Arrange the lines below, from the one containing "In the photograph above, where can the bare" through the end of the rows (both ends included), as a Markdown table with columns n and Line. Number each table row and omit any blank lines.

BEGIN DATA EXCERPTS

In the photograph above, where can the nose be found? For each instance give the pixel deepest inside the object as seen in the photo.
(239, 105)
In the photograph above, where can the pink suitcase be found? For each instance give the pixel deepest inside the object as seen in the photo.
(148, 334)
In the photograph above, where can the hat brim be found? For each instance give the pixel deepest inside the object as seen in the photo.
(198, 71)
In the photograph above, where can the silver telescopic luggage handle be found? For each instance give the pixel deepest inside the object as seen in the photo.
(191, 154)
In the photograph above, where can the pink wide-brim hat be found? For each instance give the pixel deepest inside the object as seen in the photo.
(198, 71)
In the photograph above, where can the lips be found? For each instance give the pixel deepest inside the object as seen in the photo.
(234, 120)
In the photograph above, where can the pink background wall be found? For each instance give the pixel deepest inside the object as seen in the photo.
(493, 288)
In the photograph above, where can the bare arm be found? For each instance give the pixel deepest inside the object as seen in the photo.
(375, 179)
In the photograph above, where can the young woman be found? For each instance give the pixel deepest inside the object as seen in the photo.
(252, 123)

END DATA EXCERPTS

RESPONSE TO THIS EXERCISE
| n | Line |
|---|---|
| 1 | In the photograph above, where can the bare arm be found? For each instance give the pixel deepest inside the object as seen in the photo. |
| 2 | (375, 179) |
| 3 | In the photograph above, where can the young woman be found? For each instance give the pixel deepest inside the object as seen in the photo. |
| 4 | (252, 123) |